▸ **EXERCISE**: Reproduce every item below verbatim, keeping each line unchanged.

[Collection entries]
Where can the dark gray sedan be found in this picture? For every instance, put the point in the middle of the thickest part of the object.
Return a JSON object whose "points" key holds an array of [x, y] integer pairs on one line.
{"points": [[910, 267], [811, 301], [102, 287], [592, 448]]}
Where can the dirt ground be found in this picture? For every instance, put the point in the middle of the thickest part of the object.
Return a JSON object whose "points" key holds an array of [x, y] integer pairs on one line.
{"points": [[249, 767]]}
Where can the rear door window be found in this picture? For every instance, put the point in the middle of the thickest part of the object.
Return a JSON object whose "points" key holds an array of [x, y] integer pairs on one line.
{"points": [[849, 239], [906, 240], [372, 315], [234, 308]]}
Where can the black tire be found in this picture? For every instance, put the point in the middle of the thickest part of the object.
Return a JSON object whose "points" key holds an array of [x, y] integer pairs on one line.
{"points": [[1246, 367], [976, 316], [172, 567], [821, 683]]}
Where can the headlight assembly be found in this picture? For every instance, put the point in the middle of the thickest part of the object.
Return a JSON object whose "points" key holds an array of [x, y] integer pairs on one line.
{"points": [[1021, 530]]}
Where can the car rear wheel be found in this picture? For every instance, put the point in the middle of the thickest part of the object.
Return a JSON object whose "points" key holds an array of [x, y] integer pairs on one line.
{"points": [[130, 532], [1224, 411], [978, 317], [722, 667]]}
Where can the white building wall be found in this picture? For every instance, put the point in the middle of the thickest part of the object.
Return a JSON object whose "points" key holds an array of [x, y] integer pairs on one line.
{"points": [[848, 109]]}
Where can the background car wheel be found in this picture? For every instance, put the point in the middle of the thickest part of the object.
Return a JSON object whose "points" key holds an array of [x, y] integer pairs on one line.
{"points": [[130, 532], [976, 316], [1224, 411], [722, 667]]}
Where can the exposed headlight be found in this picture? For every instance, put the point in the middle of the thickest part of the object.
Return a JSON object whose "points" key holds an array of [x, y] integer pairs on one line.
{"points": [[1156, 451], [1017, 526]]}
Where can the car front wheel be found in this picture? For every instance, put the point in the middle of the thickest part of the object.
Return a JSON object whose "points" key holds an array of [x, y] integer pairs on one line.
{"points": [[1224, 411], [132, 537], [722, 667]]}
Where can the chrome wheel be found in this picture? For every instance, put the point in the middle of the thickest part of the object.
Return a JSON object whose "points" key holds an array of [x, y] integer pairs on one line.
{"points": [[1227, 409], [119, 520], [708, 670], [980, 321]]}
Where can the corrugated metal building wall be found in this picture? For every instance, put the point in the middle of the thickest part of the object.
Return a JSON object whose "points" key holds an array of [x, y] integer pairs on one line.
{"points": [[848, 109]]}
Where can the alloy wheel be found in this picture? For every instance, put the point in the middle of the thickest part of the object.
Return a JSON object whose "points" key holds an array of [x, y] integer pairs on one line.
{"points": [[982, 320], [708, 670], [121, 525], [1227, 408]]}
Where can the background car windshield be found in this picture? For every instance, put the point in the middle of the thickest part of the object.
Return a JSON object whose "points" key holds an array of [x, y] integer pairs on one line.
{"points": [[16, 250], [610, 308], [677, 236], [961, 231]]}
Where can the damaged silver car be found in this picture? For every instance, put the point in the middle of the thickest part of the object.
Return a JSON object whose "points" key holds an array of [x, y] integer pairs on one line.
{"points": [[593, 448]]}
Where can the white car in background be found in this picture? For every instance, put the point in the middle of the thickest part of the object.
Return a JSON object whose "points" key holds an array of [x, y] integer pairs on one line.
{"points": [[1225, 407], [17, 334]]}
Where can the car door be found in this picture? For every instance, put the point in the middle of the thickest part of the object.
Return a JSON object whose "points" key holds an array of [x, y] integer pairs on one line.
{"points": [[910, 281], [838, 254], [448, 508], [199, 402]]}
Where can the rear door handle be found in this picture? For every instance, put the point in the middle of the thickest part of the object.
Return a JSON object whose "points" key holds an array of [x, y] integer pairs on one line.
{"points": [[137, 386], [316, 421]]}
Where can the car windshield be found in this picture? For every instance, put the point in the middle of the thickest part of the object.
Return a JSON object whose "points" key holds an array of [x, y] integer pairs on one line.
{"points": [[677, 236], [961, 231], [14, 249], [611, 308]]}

▸ **EXERCISE RESULT**:
Where can the dark gray sedan be found in this picture? For every instance, put the point in the middle of the thickest part of the object.
Return a JSON object whose "points" key holds an array of [x, y] integer pairs on one line.
{"points": [[910, 267], [811, 301], [102, 287], [592, 448]]}
Where can the dirt ground be found in this picture? For every instance, put the point in the middle of the thickest part of the object.
Return a JSON object whose "points" key holds an array of [x, y] integer pairs on one line.
{"points": [[249, 767]]}
Where can the rear door window be found in this picture? For every instance, put the point in the middle of the thickest part of the object.
Return a JSON object whose "points" key holds an array of [x, y] integer pairs on one line.
{"points": [[849, 239], [906, 240], [372, 315], [234, 308]]}
Where can the black tire be found in this picture? For every instance, put the point in the middle of the thickest part of the object.
Return a JSON object whose "points" key holds an array of [x, y] integer pairs on one line.
{"points": [[1246, 367], [976, 316], [172, 567], [821, 683]]}
Where can the headlight assembly be found in this picture? For every instance, put the point in the middle of the thickest part of the object.
Return a JSON object whose "points" key holds an array of [x, y] integer pairs on one line.
{"points": [[1021, 530]]}
Where can the car rear wheel be found in this picture? For every instance, put the point in the middle of the thickest part of the object.
Return a JSON object whose "points" key holds an array of [x, y] integer pairs on one line.
{"points": [[130, 532], [1224, 411], [978, 317], [722, 667]]}
Where can the white building wall be found in this picture? For every instance, put the point in the middle of the thickest part of the object.
Return a JSON object whose "points" key holds an array of [x, y] integer pairs on one line.
{"points": [[848, 109]]}
Where can the background car wheel be found in this picture? For every instance, put the point in the middle of the thickest part of the object.
Return a JSON object whose "points" key holds an array of [x, y] integer pairs on one line.
{"points": [[130, 532], [976, 316], [1224, 411], [722, 667]]}
Where can the exposed headlight be found in this picture? For every instance, put the point in the middle of the thickest part of the object.
Return a JSON object whose "points" key holds an array of [x, y] integer pairs on one line.
{"points": [[1156, 451], [1017, 526]]}
Where can the car front wheel be found in this picture? For every instance, put the point in the middle of the thickest part of the object.
Return a JSON object whose "points" key holds an array of [x, y] integer pairs on one line.
{"points": [[1224, 411], [132, 537], [722, 667]]}
Where can the chrome wheel be found in this picture? For every instance, put the point in the middle of the thickest part of the object.
Return a JSON object whose "points" key holds an array of [x, y] integer pairs on one line.
{"points": [[1227, 409], [119, 520], [708, 670], [980, 321]]}
Where can the corrugated metal building wall be found in this picture? For every instance, put the point in the middle of the thickest part of the object.
Return a JSON object whose "points" key holds an array of [x, y] integer pairs on one line.
{"points": [[848, 109]]}
Where can the alloy wheel be found in this picture? For every instance, put the point in the middle of the thickest part of the object.
Return a JSON object whose "points" key holds an array of [x, y] integer pairs on one line.
{"points": [[982, 320], [708, 670], [121, 525], [1227, 408]]}
Where can the background car windshield be found in this picture? For every instance, put the point in the middle of the thickest part of the object.
Return a JSON object whose "points" key holds an array of [x, y] integer pairs on one line.
{"points": [[16, 250], [610, 308], [677, 236], [961, 231]]}
Where can the damaged silver car be found in this picture? For every instance, put the point in the middle of the thickest part of the object.
Return a JSON object whose "points" key holds an array of [x, y] integer pairs on one line.
{"points": [[593, 448]]}
Where can the white car in background be found in this picture? For every instance, put the point in the middle of the thickest part of the object.
Return a JSON object whose "points" key holds an array of [x, y] integer pairs on one line.
{"points": [[1225, 407], [17, 334]]}
Where can the car door be found in this picture? For every instance, put the point in the middle of the thickest part of the object.
Return a JSON object whose "points" key holds an array of [x, y] integer pairs on one line.
{"points": [[910, 281], [838, 254], [448, 508], [199, 402]]}
Where can the rear door handle be found in this picture? For every instance, put the point in the middle of the thickest part of the object.
Return a JSON object whose "points" key holds an array of [x, y] integer pairs on one line.
{"points": [[137, 386], [316, 421]]}
Where can the car windshield be found in this picture? For every instance, put the point in the middle of the thickest part of the object.
Return a JSON object whose "points" key holds an array of [x, y] integer pairs on one line.
{"points": [[677, 236], [961, 231], [14, 249], [611, 308]]}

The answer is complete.